(Stored data)

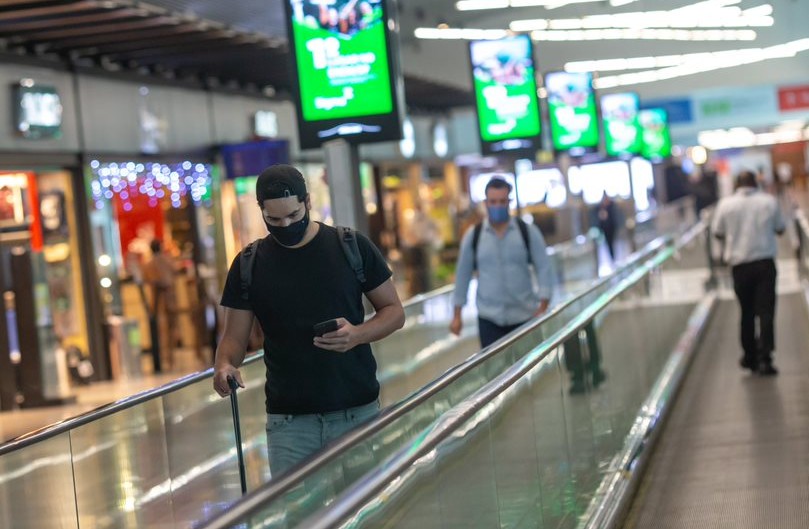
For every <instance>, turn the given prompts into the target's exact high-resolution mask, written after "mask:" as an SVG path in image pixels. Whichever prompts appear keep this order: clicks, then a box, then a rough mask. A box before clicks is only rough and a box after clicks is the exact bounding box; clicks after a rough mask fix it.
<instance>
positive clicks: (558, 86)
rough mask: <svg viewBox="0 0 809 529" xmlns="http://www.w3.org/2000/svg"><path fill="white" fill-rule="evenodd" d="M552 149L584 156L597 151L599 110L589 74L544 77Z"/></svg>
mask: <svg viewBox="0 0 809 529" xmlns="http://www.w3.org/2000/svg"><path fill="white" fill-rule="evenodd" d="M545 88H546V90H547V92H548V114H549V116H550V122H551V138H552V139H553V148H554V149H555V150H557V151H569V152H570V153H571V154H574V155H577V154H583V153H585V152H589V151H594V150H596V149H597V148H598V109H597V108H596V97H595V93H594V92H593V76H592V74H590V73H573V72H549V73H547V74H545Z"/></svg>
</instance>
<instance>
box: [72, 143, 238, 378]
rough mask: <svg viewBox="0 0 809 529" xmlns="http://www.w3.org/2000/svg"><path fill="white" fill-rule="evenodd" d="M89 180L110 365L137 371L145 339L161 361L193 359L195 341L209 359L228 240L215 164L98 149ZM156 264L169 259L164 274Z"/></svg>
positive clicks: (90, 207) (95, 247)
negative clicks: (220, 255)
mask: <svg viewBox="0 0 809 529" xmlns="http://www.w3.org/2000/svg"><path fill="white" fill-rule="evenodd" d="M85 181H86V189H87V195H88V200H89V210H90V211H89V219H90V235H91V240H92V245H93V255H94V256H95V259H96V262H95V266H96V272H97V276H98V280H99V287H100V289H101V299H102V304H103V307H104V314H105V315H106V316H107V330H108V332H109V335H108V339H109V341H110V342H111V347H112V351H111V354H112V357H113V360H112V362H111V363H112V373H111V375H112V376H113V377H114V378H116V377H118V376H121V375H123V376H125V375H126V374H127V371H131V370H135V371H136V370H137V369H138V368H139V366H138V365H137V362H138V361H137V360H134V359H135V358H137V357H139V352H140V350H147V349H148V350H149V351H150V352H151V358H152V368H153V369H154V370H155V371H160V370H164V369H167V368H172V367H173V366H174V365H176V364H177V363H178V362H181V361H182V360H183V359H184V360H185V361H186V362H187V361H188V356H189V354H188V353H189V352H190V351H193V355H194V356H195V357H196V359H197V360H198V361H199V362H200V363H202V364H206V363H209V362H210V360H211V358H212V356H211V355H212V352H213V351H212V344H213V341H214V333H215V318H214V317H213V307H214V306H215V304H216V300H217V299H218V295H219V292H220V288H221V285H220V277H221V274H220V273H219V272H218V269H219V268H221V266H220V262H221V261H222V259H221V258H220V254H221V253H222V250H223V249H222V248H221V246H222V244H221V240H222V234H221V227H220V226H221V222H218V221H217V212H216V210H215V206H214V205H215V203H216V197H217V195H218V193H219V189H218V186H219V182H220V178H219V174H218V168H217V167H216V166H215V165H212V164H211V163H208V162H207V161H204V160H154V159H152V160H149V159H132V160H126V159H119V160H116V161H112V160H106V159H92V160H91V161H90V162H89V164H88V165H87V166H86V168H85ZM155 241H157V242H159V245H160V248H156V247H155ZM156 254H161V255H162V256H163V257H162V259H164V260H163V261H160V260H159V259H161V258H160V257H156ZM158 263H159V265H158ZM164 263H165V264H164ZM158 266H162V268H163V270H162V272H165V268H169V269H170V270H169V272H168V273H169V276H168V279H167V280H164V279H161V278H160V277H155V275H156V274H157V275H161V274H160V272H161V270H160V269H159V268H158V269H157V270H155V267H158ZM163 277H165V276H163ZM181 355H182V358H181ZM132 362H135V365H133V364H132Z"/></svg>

◆ BRIEF ◆
Can you change every "rough mask" to "coarse mask" throughout the rows above, leave everything else as it is, and omit the pictures from your copy?

◆ ANSWER SPACE ◆
For every <instance>, turn the given prompts into the target's exact high-resolution mask, written after "mask:" as an SVG path in image pixels. Whichever prompts appear keep this order: clicks, then a box, then a coarse mask. A box before clicks is only rough and a box after clicks is the exact bounding box; clicks after a coarse mask fix it.
<instance>
positive clicks: (558, 86)
coarse mask: <svg viewBox="0 0 809 529" xmlns="http://www.w3.org/2000/svg"><path fill="white" fill-rule="evenodd" d="M552 149L584 156L597 151L599 110L589 74L544 77Z"/></svg>
mask: <svg viewBox="0 0 809 529" xmlns="http://www.w3.org/2000/svg"><path fill="white" fill-rule="evenodd" d="M545 88H546V90H547V92H548V114H549V116H550V122H551V138H552V139H553V148H554V149H555V150H557V151H569V152H570V153H571V154H574V155H577V154H583V153H585V152H589V151H594V150H596V149H597V148H598V109H597V108H596V97H595V93H594V92H593V76H592V74H590V73H573V72H549V73H547V74H545Z"/></svg>
</instance>
<instance>
box: [72, 143, 238, 378]
coarse mask: <svg viewBox="0 0 809 529" xmlns="http://www.w3.org/2000/svg"><path fill="white" fill-rule="evenodd" d="M89 180L110 365L137 371L145 339L161 361L193 359L195 341L209 359L228 240L215 164L98 149ZM156 264L169 259L164 274Z"/></svg>
positive clicks: (90, 207) (95, 247)
negative clicks: (220, 255)
mask: <svg viewBox="0 0 809 529" xmlns="http://www.w3.org/2000/svg"><path fill="white" fill-rule="evenodd" d="M85 181H86V189H87V195H88V200H89V210H90V211H89V219H90V235H91V240H92V245H93V255H94V256H95V259H96V262H95V266H96V272H97V276H98V280H99V287H100V289H101V299H102V304H103V307H104V314H105V315H106V316H107V330H108V332H109V335H108V339H109V341H110V342H111V347H112V351H111V354H112V357H113V360H112V362H111V363H112V373H111V375H112V376H113V377H114V378H116V377H118V376H121V375H123V376H125V375H126V374H127V371H131V370H135V371H136V370H137V369H138V368H139V366H138V365H137V362H138V361H137V360H134V359H135V358H137V357H139V352H140V350H147V349H148V350H149V351H150V352H151V358H152V368H153V369H154V370H155V371H160V370H164V369H167V368H172V367H173V366H174V365H176V364H177V363H178V362H181V361H182V360H183V359H184V360H185V361H186V362H187V361H188V356H189V354H188V353H189V352H190V351H193V355H194V356H195V357H196V359H197V360H198V361H199V362H200V363H202V364H206V363H209V362H210V360H211V358H212V356H211V355H212V352H213V351H212V344H213V341H214V333H215V318H214V317H213V307H214V306H215V304H216V300H217V299H218V295H219V292H220V288H221V285H220V277H221V274H220V273H219V272H218V269H219V268H221V266H220V262H221V261H222V259H221V258H220V254H221V253H222V250H223V249H222V248H221V246H222V244H221V240H222V234H221V227H220V226H221V222H218V221H217V212H216V210H215V206H214V205H215V203H216V197H217V195H218V193H219V189H218V186H219V182H220V178H219V174H218V168H217V167H216V166H215V165H212V164H211V163H208V162H207V161H204V160H154V159H152V160H149V159H132V160H126V159H119V160H116V161H112V160H106V159H92V160H91V161H90V162H89V164H88V165H87V166H86V168H85ZM155 241H157V242H159V245H160V248H156V247H155ZM156 254H161V255H162V256H163V257H162V259H164V260H163V261H160V260H159V259H161V258H160V257H156ZM158 263H159V265H158ZM164 263H165V264H164ZM158 266H162V268H163V270H162V272H165V268H169V269H170V270H169V272H168V273H169V276H168V279H167V280H164V279H161V278H160V277H155V275H156V274H157V275H161V274H160V272H161V270H160V269H159V268H158V269H157V270H155V267H158ZM163 277H165V276H163ZM181 355H182V358H181ZM132 362H135V365H133V364H132Z"/></svg>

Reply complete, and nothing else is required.